[WHAT IS BEING ASKED] Retype the listing that follows, word for word.
---- RECORDS FOR THIS EXERCISE
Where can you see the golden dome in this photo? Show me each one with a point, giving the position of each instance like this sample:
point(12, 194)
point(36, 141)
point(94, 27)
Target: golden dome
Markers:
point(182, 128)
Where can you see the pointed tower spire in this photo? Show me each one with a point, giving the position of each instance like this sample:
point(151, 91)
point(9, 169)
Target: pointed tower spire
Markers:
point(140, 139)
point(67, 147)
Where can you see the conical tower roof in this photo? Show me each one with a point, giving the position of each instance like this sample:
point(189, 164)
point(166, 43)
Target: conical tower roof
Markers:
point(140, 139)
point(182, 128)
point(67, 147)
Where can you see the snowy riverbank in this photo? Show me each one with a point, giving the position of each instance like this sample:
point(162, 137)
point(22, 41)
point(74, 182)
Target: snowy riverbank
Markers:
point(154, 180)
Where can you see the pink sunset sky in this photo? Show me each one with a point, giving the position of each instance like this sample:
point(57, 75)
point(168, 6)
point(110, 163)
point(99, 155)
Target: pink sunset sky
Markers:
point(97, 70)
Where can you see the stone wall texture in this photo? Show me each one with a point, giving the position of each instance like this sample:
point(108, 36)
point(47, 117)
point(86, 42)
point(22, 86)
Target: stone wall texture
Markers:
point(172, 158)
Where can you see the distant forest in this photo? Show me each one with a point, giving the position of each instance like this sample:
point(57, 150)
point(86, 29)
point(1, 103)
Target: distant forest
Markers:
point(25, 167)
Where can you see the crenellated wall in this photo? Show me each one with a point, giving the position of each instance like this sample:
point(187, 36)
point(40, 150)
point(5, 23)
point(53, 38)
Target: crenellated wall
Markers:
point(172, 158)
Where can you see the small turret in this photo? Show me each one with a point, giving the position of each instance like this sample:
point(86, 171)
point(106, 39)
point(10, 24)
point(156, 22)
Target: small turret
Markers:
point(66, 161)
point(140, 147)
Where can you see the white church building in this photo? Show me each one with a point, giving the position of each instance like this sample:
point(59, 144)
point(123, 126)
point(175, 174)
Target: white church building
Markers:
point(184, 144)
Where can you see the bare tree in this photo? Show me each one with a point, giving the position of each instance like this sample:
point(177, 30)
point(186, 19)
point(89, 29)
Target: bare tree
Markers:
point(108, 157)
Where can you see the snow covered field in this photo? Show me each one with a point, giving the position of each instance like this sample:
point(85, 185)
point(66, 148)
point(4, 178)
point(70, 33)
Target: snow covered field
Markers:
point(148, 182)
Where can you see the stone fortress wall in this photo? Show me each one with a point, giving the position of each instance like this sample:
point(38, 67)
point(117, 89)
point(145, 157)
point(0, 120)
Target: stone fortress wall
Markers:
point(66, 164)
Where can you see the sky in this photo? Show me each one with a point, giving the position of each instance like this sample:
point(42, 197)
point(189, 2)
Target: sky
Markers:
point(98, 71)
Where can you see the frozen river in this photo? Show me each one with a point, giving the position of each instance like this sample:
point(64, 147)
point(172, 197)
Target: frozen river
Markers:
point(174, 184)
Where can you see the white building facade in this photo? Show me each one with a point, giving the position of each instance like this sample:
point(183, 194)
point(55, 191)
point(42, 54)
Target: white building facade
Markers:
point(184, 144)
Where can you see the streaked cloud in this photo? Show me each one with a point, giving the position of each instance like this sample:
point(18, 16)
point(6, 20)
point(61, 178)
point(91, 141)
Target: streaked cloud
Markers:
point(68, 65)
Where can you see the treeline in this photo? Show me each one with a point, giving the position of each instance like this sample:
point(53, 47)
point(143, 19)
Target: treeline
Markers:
--------
[WRITTEN ANSWER]
Where can you see the golden dome in this photo? Show me each one with a point, giving the position of each instance like this sample:
point(12, 194)
point(36, 141)
point(94, 27)
Target: golden dome
Markers:
point(182, 128)
Where can you see the pointed tower spire in this photo? Show me each one with a point, giving the position of each instance like this sample:
point(151, 91)
point(9, 169)
Target: pointed tower spire
Markers:
point(140, 139)
point(67, 147)
Where can you see the conical tower roof in this photo? Show me each one with a point, giving the position of each instance like this sample:
point(189, 164)
point(166, 43)
Target: conical tower roof
Markers:
point(140, 139)
point(182, 128)
point(67, 147)
Where can you see the snowy riverbank in this photo? Show me each one with a point, giving the position of each instance like this sample:
point(162, 137)
point(22, 41)
point(74, 182)
Target: snowy riverbank
Markers:
point(154, 180)
Where can you see the pink sunset sky in this photo? Show me each one with a point, giving the position of each instance like this sample:
point(57, 75)
point(168, 6)
point(110, 163)
point(99, 155)
Target: pink sunset sky
Markers:
point(97, 70)
Where can you see the stone wall texture in this photo? Show me each one with a point, giving the position of each instance like this sample:
point(108, 36)
point(47, 117)
point(86, 42)
point(22, 86)
Target: stone wall texture
Markers:
point(172, 158)
Where can you see the distant forest in this photo? Show me each one with a point, giving the position of each instance like this sample:
point(57, 150)
point(86, 29)
point(1, 103)
Target: distant forest
Markers:
point(25, 167)
Where can you see the crenellated wall in this photo? Show me each one with a point, giving the position of each instance like this sample:
point(187, 36)
point(40, 150)
point(5, 23)
point(53, 38)
Target: crenellated wall
Markers:
point(172, 158)
Where can you see the small turret in this photo? Show me each one with a point, giving the position of each instance like this sample:
point(86, 171)
point(106, 39)
point(10, 24)
point(156, 22)
Target: small turret
Markers:
point(66, 161)
point(140, 147)
Where can you see the white church building in this photo? Show me each one with a point, giving the position of each instance like this sample:
point(59, 144)
point(123, 126)
point(175, 174)
Target: white church building
Markers:
point(184, 144)
Where can you see the bare tree in this photo? Show me each one with a point, giving the position of each instance like this sample:
point(177, 30)
point(186, 19)
point(89, 29)
Target: bare tree
Markers:
point(108, 157)
Where can you see the snow covered field in this photo? Show me each one with a point, giving the position of each instance like this sample:
point(85, 185)
point(66, 148)
point(4, 178)
point(70, 33)
Target: snow covered field
Markers:
point(148, 182)
Where can you see the stone fortress wall in this photo? Show me each one with a point, giving the position of each instance like this sample:
point(38, 67)
point(117, 89)
point(145, 157)
point(0, 120)
Target: stone fortress wall
Markers:
point(66, 164)
Where can you see the sky in this photo? Show me each one with a point, giving the position of each instance like this sample:
point(42, 197)
point(189, 2)
Target: sky
Markers:
point(98, 71)
Where can you see the frozen river in this photo? Show me each one with a point, giving the position of each instance like this sample:
point(64, 147)
point(172, 197)
Target: frozen river
Markers:
point(174, 184)
Where can you see the white building facade in this photo? Show me each one with a point, giving the position of each instance like this sample:
point(183, 194)
point(55, 191)
point(42, 54)
Target: white building facade
Markers:
point(184, 144)
Where can you see the streaked cloud in this photo? Show me each one with a point, giving the position of each instance like this sample:
point(18, 16)
point(6, 20)
point(61, 178)
point(91, 141)
Target: streaked cloud
Markers:
point(68, 65)
Where can you see the treeline in this photo? Show me each one with a point, giving the position of each instance like this sample:
point(53, 47)
point(143, 19)
Target: treeline
Markers:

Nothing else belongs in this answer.